= Supplied passage =
- Opening Delimiter -
Gaining knowledge and wisdom has always been something I get excited about. I didn’t have to go to pre-school. I learned to read before I was even in kindergarten. I even knew how to count and add my fish crackers together before kindergarten. I’ve always found history fascinating. And I’ve enjoyed just about every class I’ve ever taken in elementary school, middle school, high school and college whether it’s been art, music, math, english, reading, history or psychology. There has been frustration and annoyance in classes I didn’t understand, but that mostly came due to my lack of preparation and studies. I’ve always had a desire to learn and study and have a college degree. Now that I’m about half-way through my college education, I can see that my secular education has taught and is teaching me diligence, obedience, selflessness, patience, fortitude, and even faith, hope and charity – the things I need to keep my head above water before I can do that for others.
I may not understand exactly why, when that’s almost the most important thing to me and I want it so badly, Heavenly Father is telling me not to focus or worry about marriage at this point in my life. I have faith and hope that it will happen, but I know it’s going to happen in His time. More importantly though, I know that my Father in Heaven knows me better than anyone, including myself. So whether it means I’ll get married within the next year or that I won’t be married for another 10 years, I know that He’s simply teaching me patience, obedience, and diligence and the other things I listed earlier. Not only that, but He’s also teaching me other things like the importance of the temple, the Sabbath day, being worthy of the Spirit’s constant companionship and other habits or characteristics that I want and need in my future family. If I don’t understand the importance of those things myself, how am I supposed to teach and establish those good habits in my own home and family? And not just understanding, but they need to be things that I already have in my life. No, I don’t have to be perfect before I get married, but I do need to be acting on my understanding and faith and hope before I’m ready to have my own family. Good desires are good. But acting on those desires is even better.
I said that there was ALMOST nothing more important to me than marriage and family. The one thing that’s more important to me is the love I have for my Father in Heaven and for my Savior Jesus Christ. I show that love through my obedience. If I can’t be obedient on my own as a single adult, how am I supposed to be obedient in a family that I’m in charge of? I may think life as a single person is hard, but I know it’s only going to get harder to juggle things once I’m married and am raising children of my own.
I’m not sure how much of that makes sense to anyone, but in a nutshell: In order to be ready and prepared for the future, I need to forget about it and live and learn today those things I’m going to need in the future to be a good wife and mother, a good leader, sister, therapist, and whatever else it is I want to be – whatever the Lord wants and needs me to be.
I know that as I act on this divine counsel, the blessings and miracles in my life are only going to pour out even more from Heaven. I know that how I choose to prepare for the future is going to determine the kind of future I have. I know it might seem kind of selfish to focus on my education rather than family, but in all honesty, this is the most selfless thing I can do because it’s not actually about me at all. Choosing to listen to the counsel of the Lord and focus on my secular and spiritual education is how I and Heavenly Father are choosing to prepare my husband and children for eternity. What I do to prepare myself for my family now determines the kind of family we will be.
All I want is to see as many of God’s Children return Home to Him. And that starts with my own family.
- Closing Delimiter -
= Exercises to complete =
a) Answer these questions about the passage on preparing for marriage and family:
(i) What two things did the writer learn to do before kindergarten?
(ii) What is the one thing the writer names as more important than marriage and family?
(iii) Where does the writer say the hope of seeing God's children return Home starts?
b) Swap "therapist" for "teacher" in the stretch from "I’m not sure" through "needs me to be." of the passage on preparing for marriage and family, and write out the result.
The data that follow come from a separate source, unrelated to the passage above.

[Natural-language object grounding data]
- Opening Delimiter -
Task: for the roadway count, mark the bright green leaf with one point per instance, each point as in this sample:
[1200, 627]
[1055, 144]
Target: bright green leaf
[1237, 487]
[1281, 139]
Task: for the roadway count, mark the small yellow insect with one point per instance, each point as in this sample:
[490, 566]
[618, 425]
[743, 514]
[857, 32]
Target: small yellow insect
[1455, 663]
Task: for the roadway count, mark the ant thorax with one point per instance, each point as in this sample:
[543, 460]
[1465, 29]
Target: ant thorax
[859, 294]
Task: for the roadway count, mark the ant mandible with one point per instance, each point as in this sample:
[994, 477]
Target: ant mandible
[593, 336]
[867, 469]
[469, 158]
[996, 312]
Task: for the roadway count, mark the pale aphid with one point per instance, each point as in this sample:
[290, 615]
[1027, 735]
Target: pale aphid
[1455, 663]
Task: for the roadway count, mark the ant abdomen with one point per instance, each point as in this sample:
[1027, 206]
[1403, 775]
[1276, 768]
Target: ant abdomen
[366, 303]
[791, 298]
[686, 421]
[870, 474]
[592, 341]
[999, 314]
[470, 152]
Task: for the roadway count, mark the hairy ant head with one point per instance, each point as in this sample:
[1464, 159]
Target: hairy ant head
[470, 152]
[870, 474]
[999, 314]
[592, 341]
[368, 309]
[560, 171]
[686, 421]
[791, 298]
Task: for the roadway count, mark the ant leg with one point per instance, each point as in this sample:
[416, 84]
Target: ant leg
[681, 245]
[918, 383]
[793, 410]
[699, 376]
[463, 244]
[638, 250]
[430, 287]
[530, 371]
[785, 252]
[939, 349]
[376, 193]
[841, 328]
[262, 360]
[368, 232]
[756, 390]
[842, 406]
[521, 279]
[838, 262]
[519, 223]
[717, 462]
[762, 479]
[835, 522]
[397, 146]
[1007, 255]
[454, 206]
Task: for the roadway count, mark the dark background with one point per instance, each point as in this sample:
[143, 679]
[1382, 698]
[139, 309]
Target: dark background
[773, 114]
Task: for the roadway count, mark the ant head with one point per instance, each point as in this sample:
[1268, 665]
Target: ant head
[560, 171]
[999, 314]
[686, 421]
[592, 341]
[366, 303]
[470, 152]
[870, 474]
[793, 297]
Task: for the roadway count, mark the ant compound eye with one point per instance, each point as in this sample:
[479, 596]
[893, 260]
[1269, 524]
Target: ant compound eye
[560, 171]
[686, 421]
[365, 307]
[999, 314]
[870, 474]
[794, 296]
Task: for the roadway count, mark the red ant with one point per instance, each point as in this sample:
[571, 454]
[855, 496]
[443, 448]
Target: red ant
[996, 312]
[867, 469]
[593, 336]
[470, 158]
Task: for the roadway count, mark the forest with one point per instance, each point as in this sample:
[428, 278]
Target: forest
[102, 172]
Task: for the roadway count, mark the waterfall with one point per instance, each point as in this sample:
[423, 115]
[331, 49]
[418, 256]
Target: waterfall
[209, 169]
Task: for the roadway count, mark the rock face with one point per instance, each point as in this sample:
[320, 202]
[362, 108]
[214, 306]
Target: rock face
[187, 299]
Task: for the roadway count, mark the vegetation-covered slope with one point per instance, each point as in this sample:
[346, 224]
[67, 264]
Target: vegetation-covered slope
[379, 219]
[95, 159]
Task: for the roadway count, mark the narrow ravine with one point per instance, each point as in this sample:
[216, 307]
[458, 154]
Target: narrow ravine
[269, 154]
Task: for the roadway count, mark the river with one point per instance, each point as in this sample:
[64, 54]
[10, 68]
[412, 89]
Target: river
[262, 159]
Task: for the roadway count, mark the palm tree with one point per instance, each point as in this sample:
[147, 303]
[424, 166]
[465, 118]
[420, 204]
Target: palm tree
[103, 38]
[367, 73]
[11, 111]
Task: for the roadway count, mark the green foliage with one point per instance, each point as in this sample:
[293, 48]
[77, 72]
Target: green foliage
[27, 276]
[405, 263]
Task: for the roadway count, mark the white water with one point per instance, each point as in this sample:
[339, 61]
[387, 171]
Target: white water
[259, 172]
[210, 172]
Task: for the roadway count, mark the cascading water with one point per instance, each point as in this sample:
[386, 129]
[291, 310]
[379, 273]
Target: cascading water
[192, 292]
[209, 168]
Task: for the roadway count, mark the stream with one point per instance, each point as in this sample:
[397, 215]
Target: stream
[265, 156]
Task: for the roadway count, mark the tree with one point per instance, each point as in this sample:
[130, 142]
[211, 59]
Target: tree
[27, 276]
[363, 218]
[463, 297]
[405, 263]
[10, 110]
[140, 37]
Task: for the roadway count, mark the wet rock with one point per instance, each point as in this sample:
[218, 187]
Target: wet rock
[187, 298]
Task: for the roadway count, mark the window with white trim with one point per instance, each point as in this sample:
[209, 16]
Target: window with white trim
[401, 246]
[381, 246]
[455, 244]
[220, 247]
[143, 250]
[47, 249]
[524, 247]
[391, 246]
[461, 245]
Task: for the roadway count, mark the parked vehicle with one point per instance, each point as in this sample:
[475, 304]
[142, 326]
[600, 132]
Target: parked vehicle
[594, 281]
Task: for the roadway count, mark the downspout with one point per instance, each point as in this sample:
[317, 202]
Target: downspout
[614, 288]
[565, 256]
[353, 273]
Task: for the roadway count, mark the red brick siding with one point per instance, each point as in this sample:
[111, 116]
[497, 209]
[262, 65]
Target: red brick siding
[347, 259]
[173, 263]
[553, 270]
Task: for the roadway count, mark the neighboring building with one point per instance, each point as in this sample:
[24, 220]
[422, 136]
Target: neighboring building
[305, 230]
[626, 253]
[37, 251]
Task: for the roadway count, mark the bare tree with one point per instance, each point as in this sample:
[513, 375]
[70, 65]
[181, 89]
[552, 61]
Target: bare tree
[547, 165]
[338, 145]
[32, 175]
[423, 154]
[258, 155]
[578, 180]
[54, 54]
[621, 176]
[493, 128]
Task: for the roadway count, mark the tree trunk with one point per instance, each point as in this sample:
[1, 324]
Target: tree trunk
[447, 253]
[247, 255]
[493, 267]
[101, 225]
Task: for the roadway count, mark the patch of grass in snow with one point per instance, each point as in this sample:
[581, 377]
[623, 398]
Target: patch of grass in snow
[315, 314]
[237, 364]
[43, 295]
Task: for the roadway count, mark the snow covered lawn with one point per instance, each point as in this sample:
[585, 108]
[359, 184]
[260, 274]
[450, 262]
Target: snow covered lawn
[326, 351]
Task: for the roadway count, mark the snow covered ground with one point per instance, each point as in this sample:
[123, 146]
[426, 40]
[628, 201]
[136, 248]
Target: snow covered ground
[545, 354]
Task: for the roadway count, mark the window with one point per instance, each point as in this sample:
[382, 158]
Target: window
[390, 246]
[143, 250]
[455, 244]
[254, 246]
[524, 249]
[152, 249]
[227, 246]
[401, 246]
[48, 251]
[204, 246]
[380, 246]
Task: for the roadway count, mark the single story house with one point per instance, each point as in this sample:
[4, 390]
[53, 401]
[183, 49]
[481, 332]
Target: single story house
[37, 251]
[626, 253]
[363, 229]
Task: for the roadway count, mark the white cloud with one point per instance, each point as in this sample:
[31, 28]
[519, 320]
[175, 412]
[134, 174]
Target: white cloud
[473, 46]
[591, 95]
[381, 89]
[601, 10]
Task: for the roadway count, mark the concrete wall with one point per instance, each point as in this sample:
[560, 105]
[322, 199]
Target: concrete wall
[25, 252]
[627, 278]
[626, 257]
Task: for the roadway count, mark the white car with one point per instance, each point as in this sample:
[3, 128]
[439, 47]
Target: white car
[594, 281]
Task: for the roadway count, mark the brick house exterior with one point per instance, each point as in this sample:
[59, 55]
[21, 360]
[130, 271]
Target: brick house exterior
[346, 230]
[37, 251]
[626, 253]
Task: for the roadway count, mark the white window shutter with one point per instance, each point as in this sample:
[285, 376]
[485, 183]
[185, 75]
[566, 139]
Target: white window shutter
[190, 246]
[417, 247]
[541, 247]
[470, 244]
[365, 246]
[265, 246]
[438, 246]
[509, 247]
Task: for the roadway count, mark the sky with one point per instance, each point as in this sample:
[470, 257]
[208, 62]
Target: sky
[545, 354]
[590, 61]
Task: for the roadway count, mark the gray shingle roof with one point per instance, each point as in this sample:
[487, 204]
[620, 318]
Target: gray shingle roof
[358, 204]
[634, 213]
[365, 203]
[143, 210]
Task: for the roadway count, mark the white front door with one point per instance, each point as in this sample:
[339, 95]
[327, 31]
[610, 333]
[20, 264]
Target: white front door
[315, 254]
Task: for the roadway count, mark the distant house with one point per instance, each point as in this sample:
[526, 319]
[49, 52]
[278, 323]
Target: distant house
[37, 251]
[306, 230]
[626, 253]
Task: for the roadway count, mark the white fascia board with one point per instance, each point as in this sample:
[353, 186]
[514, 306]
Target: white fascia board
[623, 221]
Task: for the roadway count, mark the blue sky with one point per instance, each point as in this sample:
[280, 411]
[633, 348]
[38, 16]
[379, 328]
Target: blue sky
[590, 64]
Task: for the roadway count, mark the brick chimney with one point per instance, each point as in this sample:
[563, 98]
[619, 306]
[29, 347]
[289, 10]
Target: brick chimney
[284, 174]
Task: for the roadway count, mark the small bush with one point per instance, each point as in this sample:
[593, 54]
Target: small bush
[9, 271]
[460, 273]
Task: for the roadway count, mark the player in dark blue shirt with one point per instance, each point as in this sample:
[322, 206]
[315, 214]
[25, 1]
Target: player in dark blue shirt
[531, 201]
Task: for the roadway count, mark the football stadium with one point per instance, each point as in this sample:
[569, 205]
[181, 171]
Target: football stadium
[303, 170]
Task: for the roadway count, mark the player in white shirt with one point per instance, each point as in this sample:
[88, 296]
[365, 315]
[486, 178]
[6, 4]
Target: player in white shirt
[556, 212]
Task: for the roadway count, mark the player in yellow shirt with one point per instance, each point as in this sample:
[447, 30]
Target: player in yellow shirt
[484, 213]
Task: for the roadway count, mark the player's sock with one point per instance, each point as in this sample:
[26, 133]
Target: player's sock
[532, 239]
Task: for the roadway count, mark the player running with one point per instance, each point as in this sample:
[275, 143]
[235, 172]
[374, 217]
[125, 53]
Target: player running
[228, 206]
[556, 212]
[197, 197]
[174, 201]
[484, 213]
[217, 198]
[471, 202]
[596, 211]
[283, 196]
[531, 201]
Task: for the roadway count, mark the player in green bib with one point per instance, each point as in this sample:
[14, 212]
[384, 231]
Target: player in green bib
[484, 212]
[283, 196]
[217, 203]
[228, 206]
- Closing Delimiter -
= Solutions to the exercise =
a)
(i) The writer learned to read and to count and add fish crackers together.
(ii) The writer names the love for Father in Heaven and for the Savior Jesus Christ.
(iii) It starts with the writer's own family.

b)
I’m not sure how much of that makes sense to anyone, but in a nutshell: In order to be ready and prepared for the future, I need to forget about it and live and learn today those things I’m going to need in the future to be a good wife and mother, a good leader, sister, teacher, and whatever else it is I want to be – whatever the Lord wants and needs me to be.